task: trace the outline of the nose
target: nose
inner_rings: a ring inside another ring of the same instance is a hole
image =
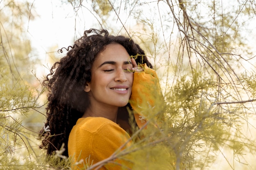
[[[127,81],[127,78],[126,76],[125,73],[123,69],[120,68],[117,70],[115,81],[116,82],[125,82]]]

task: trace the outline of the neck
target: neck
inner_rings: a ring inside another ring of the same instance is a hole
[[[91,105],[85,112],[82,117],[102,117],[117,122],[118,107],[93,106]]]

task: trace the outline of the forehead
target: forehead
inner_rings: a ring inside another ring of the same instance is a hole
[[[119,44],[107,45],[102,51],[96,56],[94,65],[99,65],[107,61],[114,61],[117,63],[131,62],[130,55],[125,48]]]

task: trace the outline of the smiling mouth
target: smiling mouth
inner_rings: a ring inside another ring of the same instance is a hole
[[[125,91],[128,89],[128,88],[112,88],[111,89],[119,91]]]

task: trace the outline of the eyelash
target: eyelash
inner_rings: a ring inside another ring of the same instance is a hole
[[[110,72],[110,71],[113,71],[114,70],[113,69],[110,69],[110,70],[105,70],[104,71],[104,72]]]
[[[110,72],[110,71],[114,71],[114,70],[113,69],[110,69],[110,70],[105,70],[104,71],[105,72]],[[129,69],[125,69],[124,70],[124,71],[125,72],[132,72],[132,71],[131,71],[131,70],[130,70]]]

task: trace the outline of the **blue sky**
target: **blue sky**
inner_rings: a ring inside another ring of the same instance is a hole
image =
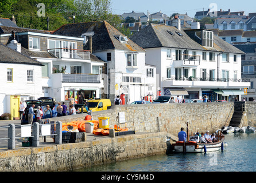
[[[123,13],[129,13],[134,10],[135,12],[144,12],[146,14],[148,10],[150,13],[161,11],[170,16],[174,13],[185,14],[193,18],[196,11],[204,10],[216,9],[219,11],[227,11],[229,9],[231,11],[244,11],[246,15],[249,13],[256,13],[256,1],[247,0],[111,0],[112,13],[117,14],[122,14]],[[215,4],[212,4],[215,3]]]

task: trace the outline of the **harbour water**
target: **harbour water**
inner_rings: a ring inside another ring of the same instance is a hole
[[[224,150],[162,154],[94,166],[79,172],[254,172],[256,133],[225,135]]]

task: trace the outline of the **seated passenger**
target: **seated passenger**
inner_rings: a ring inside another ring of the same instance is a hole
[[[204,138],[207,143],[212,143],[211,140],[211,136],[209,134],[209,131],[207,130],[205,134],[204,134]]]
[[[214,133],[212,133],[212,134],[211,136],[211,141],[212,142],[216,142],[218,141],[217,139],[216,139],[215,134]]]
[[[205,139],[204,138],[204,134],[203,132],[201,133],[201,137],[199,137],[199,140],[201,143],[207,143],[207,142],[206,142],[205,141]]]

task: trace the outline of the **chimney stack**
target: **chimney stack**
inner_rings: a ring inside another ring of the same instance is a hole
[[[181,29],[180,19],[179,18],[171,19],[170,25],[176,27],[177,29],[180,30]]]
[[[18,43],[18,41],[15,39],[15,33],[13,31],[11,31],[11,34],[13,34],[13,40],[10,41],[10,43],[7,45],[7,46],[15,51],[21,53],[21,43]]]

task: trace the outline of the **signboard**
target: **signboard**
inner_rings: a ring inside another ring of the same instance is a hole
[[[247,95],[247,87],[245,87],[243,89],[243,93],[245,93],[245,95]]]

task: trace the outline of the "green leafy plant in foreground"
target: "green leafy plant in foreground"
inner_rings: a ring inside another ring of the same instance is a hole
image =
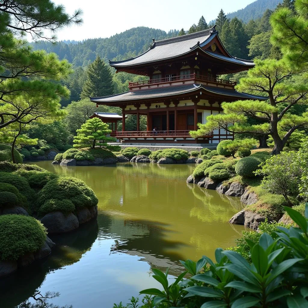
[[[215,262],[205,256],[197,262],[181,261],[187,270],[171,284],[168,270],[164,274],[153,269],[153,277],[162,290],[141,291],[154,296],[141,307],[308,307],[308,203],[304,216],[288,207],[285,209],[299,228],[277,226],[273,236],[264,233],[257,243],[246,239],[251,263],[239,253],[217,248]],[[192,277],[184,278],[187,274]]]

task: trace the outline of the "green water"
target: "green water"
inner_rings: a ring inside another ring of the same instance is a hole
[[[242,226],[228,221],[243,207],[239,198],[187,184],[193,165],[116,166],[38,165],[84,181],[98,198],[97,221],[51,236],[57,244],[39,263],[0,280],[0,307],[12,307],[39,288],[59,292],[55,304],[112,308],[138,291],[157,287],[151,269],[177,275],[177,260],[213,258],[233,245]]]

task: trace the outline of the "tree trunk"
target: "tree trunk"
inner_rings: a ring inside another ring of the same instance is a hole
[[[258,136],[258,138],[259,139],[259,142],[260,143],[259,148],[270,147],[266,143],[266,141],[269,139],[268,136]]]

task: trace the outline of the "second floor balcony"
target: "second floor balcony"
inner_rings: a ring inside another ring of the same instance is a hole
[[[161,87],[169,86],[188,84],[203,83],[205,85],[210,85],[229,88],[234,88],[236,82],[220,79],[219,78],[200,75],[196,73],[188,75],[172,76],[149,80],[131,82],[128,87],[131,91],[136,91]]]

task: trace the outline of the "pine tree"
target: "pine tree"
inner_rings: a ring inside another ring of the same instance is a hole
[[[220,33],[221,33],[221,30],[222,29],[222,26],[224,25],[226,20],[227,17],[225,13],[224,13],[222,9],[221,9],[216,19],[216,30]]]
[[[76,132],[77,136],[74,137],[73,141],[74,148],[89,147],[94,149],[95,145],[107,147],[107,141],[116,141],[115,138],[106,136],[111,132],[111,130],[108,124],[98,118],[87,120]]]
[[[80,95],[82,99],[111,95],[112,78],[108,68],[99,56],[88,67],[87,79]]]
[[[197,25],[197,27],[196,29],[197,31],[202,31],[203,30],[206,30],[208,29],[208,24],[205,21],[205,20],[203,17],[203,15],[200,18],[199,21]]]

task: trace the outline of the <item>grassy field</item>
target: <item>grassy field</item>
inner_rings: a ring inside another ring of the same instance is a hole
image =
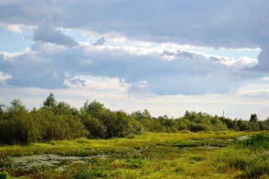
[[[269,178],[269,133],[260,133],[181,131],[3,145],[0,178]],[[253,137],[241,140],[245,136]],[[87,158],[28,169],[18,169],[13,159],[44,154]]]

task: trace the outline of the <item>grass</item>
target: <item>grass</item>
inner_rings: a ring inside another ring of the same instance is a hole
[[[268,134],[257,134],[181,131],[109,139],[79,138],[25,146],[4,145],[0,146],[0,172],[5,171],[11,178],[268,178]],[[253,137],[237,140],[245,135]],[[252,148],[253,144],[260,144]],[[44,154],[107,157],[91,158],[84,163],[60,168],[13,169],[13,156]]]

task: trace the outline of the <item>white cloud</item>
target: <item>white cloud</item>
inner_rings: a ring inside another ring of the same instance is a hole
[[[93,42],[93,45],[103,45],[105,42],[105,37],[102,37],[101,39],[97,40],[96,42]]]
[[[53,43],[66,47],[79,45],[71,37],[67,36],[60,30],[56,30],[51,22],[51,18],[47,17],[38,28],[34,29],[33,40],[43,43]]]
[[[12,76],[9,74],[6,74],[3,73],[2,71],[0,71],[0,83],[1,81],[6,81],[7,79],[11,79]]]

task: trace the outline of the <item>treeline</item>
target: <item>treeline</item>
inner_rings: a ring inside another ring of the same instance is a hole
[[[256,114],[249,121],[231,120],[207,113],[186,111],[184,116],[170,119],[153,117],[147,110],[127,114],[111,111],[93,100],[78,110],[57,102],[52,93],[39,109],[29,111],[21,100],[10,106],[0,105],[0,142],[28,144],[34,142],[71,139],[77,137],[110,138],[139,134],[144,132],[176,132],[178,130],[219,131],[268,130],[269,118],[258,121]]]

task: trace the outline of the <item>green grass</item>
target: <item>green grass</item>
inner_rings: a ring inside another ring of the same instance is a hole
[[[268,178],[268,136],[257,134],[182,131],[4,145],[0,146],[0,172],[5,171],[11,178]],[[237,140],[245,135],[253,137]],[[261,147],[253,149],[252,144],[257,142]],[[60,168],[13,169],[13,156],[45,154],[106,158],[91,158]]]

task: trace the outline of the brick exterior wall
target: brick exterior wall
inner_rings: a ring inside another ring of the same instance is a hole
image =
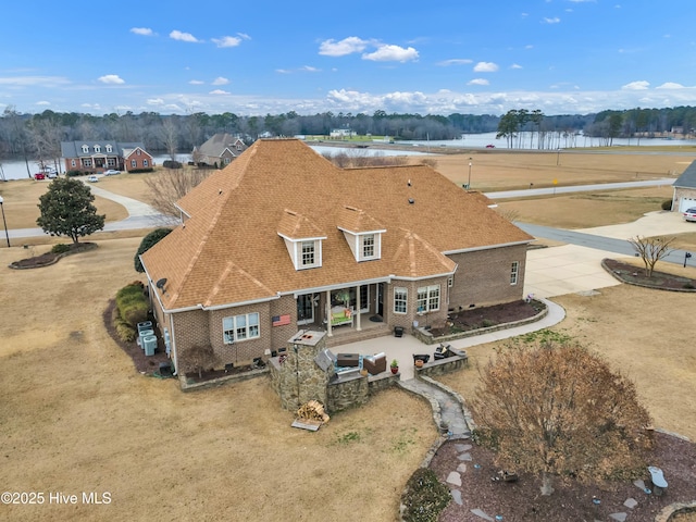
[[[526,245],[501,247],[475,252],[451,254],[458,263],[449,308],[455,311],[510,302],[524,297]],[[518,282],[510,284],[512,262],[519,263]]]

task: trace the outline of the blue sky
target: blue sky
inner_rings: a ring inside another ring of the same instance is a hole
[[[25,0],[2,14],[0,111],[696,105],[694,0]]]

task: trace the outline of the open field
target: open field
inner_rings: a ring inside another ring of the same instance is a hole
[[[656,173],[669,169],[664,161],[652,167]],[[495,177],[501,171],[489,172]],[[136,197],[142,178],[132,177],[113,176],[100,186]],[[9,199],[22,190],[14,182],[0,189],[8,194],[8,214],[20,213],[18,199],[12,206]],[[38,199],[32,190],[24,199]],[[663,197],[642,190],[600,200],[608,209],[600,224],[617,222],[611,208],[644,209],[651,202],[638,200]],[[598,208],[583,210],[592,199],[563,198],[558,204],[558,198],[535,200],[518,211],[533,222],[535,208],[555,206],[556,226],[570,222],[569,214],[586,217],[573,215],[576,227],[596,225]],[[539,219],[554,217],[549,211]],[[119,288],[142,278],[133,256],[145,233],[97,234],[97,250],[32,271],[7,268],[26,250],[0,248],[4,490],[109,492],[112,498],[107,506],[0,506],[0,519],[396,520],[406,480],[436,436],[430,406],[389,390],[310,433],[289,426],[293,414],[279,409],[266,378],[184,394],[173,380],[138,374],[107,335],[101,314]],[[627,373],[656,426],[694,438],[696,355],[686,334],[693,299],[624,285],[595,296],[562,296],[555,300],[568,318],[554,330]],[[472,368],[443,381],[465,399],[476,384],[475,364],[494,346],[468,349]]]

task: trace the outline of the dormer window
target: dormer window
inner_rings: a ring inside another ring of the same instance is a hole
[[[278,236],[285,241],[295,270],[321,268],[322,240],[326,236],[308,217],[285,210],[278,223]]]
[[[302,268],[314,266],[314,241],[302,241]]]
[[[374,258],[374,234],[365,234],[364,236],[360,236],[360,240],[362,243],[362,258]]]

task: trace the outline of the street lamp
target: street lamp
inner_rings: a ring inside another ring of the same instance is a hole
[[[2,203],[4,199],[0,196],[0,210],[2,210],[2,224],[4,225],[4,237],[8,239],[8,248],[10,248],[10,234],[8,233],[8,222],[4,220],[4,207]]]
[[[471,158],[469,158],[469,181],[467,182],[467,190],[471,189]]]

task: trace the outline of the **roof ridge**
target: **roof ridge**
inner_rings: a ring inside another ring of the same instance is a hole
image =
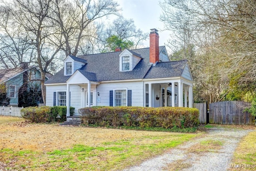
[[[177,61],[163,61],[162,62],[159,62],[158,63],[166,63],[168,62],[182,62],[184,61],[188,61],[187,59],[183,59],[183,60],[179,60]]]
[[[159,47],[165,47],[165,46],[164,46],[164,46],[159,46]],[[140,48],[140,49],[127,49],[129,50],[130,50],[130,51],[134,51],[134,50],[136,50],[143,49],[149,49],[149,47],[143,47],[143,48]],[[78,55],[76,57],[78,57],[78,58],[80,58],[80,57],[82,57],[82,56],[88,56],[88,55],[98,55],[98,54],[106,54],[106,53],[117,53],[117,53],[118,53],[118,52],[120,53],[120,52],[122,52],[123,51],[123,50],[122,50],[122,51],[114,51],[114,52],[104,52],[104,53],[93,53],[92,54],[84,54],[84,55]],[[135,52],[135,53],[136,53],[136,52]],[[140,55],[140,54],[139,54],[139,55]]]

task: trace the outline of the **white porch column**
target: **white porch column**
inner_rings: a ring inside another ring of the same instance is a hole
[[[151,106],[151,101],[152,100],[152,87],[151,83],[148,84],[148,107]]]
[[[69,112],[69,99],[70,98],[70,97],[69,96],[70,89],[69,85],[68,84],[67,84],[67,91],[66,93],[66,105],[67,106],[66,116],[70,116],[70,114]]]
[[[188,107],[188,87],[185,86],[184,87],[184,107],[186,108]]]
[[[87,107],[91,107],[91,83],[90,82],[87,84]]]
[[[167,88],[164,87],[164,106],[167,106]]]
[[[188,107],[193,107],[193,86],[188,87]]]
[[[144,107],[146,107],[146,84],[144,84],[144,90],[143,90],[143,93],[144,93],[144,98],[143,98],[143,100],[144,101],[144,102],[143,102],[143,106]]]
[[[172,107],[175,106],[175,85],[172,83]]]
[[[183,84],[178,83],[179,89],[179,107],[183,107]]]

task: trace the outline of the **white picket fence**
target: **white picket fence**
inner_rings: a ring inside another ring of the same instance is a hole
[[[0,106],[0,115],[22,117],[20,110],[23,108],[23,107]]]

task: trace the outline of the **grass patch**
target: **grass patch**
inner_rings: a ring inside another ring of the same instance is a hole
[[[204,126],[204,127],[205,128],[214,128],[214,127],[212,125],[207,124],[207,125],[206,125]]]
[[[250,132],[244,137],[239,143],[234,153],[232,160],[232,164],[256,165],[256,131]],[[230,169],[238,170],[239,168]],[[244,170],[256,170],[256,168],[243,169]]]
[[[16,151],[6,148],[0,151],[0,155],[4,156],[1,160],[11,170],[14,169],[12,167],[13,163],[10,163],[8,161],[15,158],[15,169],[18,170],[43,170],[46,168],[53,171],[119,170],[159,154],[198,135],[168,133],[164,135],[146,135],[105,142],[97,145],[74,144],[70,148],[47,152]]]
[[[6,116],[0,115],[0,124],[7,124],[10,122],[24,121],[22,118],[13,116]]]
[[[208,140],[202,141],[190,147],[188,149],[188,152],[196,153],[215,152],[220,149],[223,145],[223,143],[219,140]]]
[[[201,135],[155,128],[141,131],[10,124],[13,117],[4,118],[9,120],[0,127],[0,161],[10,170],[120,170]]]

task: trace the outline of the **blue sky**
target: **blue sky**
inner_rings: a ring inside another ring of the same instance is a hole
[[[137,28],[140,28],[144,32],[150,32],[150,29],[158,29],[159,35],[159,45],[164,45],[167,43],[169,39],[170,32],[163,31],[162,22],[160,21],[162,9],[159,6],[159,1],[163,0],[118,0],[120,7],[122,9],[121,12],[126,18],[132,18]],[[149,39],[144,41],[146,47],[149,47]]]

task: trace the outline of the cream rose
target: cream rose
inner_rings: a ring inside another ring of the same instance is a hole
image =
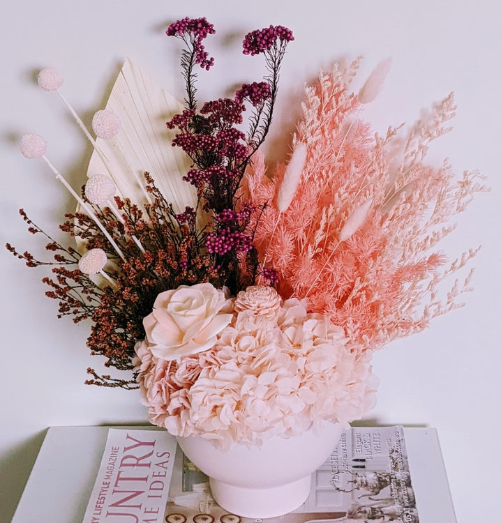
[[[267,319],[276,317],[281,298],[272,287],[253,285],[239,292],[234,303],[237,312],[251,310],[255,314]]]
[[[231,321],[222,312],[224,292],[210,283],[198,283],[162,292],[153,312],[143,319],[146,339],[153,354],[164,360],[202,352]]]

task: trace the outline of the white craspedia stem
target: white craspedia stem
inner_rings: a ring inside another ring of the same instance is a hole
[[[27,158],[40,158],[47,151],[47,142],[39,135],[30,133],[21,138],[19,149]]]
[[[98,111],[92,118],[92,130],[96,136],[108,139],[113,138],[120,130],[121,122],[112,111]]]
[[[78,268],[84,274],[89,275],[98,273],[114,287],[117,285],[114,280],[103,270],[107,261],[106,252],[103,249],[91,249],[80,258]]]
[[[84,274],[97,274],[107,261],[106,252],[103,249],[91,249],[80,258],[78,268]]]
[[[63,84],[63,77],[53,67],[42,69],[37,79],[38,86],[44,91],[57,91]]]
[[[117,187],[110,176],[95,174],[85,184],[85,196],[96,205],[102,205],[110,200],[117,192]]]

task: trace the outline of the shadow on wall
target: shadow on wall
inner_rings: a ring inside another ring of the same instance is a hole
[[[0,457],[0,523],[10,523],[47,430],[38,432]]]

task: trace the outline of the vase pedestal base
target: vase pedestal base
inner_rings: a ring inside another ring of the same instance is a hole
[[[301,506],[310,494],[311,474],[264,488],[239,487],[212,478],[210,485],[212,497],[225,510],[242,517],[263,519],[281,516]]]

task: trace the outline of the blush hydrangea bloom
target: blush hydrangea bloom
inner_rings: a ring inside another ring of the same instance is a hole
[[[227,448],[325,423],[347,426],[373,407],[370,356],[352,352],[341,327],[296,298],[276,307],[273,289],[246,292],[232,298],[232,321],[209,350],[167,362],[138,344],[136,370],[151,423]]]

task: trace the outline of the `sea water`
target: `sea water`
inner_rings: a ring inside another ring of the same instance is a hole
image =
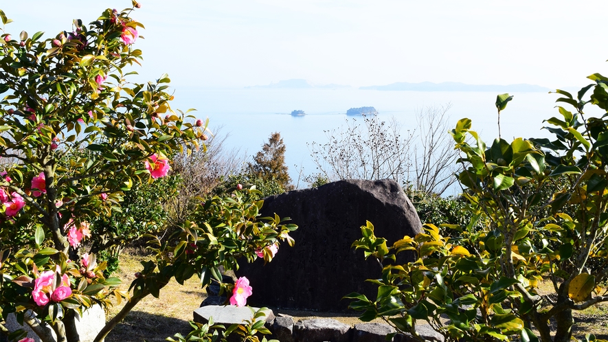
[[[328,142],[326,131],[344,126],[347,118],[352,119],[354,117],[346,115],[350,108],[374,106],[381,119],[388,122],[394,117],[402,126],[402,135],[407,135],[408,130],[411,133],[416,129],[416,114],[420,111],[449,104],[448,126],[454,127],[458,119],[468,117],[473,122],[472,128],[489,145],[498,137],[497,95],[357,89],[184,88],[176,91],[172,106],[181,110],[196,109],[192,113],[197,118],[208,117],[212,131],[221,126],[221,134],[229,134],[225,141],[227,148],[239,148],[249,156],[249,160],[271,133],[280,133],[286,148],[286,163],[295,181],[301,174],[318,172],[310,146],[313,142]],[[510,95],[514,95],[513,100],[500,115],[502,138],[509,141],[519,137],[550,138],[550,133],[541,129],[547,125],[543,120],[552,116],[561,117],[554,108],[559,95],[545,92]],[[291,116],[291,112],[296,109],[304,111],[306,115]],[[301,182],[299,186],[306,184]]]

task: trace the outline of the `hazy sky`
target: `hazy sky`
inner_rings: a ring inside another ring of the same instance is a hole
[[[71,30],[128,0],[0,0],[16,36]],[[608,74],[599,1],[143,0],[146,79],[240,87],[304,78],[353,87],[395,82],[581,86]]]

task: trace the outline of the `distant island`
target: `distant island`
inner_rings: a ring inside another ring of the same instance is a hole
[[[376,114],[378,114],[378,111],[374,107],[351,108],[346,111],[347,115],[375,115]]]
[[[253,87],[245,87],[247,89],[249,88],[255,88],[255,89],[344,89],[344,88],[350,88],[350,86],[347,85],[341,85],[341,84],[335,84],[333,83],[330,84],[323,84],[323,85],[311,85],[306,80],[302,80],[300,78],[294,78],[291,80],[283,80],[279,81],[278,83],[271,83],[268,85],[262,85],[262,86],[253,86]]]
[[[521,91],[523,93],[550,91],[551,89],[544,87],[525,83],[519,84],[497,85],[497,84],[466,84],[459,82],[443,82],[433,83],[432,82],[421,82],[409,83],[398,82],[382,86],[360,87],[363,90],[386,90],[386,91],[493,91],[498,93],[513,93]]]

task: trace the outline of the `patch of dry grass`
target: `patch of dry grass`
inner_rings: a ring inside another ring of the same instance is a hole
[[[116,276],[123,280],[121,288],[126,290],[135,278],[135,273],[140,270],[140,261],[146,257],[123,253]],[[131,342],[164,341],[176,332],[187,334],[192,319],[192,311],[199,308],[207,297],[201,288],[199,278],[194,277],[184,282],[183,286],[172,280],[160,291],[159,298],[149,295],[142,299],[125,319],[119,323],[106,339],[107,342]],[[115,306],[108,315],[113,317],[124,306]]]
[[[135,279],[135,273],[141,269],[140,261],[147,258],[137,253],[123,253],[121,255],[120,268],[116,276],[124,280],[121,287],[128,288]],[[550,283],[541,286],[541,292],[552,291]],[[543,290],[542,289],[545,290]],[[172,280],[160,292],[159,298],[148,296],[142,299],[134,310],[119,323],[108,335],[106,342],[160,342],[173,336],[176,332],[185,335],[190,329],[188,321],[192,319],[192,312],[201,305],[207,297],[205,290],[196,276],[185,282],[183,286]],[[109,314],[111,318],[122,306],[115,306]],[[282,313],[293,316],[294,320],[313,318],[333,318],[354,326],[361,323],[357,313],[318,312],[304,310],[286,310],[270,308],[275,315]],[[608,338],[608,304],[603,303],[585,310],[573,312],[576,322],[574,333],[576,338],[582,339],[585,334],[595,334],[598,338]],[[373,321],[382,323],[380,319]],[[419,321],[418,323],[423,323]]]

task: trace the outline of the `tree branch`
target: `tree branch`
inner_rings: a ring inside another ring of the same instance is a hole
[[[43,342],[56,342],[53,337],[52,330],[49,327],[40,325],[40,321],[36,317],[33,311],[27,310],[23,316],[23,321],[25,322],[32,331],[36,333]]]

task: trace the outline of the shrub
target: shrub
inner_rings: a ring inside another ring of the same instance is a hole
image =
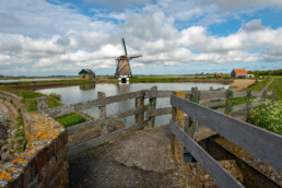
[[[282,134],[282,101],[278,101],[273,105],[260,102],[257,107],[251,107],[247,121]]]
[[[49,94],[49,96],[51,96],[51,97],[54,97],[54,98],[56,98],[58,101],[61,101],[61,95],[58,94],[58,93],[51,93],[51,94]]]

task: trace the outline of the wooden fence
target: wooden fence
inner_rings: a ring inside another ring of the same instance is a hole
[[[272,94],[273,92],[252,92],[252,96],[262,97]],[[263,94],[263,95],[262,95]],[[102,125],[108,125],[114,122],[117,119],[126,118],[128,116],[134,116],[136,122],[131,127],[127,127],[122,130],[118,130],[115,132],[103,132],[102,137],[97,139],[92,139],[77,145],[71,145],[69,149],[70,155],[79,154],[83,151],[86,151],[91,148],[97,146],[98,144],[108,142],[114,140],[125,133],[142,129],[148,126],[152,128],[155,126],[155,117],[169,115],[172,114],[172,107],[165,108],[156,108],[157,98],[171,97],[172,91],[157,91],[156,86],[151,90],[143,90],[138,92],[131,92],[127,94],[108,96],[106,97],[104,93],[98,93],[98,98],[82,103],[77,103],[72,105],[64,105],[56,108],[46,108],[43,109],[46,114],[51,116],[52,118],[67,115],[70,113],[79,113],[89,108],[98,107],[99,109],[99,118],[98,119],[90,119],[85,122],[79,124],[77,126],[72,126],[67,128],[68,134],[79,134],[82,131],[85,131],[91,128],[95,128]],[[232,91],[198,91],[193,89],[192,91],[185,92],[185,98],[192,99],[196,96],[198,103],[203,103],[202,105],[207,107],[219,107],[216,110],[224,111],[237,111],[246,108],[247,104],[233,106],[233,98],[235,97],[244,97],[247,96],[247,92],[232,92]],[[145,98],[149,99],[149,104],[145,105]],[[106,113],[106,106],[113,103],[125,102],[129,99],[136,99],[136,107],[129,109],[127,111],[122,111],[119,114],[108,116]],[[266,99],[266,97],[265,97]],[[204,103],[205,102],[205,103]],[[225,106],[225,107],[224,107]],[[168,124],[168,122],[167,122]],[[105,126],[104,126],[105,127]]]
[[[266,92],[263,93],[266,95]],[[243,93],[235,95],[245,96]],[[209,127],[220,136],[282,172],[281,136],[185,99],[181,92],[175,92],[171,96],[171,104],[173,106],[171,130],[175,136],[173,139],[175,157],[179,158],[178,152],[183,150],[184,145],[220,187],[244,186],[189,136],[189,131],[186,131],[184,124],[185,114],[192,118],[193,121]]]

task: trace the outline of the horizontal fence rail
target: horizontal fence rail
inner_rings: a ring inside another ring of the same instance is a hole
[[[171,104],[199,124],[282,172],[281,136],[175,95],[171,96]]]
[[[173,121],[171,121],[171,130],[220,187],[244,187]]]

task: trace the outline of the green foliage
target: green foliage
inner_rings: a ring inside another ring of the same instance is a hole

----

= What the task requires =
Reproduce the data verbatim, everything from the line containing "task: trace the outline of the **roof ridge**" down to the line containing "[[[0,106],[0,115],[22,117],[20,110],[23,108],[23,107]]]", with both of those lines included. Leave out any pictures.

= In response =
task: trace the outline of the **roof ridge**
target: **roof ridge**
inner_rings: a ring inside another ring of the same instance is a hole
image =
[[[177,61],[163,61],[162,62],[159,62],[158,63],[166,63],[168,62],[182,62],[184,61],[188,61],[187,59],[183,59],[183,60],[179,60]]]
[[[159,47],[165,47],[165,46],[164,46],[164,46],[159,46]],[[140,48],[140,49],[127,49],[129,50],[130,50],[130,51],[134,51],[134,50],[136,50],[143,49],[149,49],[149,47],[143,47],[143,48]],[[78,55],[76,57],[78,57],[78,58],[80,58],[80,57],[82,57],[82,56],[88,56],[88,55],[98,55],[98,54],[106,54],[106,53],[117,53],[117,53],[118,53],[118,52],[120,53],[120,52],[122,52],[123,51],[123,50],[122,50],[122,51],[114,51],[114,52],[104,52],[104,53],[93,53],[92,54],[84,54],[84,55]],[[135,52],[135,53],[136,53],[136,52]],[[140,55],[140,54],[139,54],[139,55]]]

task: trace the outline of the **white porch column**
target: **white porch column**
inner_rings: a ring inside another ring of the same instance is a hole
[[[151,106],[151,101],[152,100],[152,87],[151,83],[148,84],[148,107]]]
[[[69,112],[69,99],[70,98],[70,97],[69,96],[70,89],[69,85],[68,84],[67,84],[67,91],[66,93],[66,105],[67,106],[66,116],[70,116],[70,114]]]
[[[188,107],[188,87],[185,86],[184,87],[184,107],[186,108]]]
[[[87,107],[91,107],[91,83],[90,82],[87,84]]]
[[[167,88],[164,87],[164,106],[167,106]]]
[[[188,107],[193,107],[193,86],[188,87]]]
[[[144,107],[146,107],[146,84],[144,84],[144,90],[143,90],[143,93],[144,93],[144,98],[143,98],[143,100],[144,101],[144,102],[143,102],[143,106]]]
[[[172,107],[175,106],[175,85],[172,83]]]
[[[183,84],[178,83],[179,89],[179,107],[183,107]]]

task: trace the outline of the **white picket fence**
target: **white picket fence**
inner_rings: a ring inside another ring of the same instance is a hole
[[[0,106],[0,115],[22,117],[20,110],[23,108],[23,107]]]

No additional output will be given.